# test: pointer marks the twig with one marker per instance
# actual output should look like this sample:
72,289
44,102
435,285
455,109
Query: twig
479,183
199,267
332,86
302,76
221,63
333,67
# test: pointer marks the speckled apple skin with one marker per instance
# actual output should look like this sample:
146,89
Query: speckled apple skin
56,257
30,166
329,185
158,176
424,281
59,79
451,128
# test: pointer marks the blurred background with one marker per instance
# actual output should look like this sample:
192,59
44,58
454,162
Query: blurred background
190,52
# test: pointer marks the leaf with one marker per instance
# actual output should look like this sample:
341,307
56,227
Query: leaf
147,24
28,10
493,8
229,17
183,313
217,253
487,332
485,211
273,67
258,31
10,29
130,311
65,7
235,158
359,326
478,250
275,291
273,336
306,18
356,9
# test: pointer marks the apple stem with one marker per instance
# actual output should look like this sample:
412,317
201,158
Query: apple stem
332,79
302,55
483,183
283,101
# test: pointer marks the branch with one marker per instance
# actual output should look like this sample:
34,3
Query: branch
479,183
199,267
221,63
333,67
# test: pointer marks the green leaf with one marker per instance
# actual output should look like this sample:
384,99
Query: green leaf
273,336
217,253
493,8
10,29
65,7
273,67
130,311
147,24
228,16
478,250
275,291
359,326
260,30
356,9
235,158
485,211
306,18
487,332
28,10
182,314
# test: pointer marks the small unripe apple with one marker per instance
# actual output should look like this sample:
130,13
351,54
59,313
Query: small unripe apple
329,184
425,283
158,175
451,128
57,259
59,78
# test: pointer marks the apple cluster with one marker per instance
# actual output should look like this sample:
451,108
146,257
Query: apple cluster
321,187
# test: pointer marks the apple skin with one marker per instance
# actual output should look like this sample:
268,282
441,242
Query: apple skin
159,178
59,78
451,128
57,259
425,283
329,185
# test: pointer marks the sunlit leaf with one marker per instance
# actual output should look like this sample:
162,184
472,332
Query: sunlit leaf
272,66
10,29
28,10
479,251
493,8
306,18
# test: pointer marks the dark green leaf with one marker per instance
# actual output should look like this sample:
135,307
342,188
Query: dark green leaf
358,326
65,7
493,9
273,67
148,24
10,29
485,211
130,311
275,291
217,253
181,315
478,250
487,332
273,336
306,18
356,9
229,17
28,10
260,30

* **Set problem**: Starting with the line containing "# test: pointer marks the apple skin" and going on through the end of the data, write every line out again, adding 55 to each number in the answer coordinates and leaving all other lines unchanged.

* **Written reply**:
# test: pointer marks the apple skin with one marker per instance
# actual output should look like this sample:
268,282
441,242
Query: apple skin
214,233
114,133
506,183
112,314
480,338
384,240
# test: pointer marks the sunlit leaf with one marker per instance
# actual output should look like this sample:
162,184
472,332
Query: sunlit leaf
327,121
65,84
83,65
534,306
548,63
361,73
# test: pointer marks the dark green leaf with one marker per instance
# actual output should look like this sample:
135,307
342,188
Query: dark green leaf
413,381
120,62
548,64
328,122
203,79
65,84
540,266
185,366
330,346
272,308
236,370
533,305
542,387
328,391
361,73
411,64
284,72
83,65
315,85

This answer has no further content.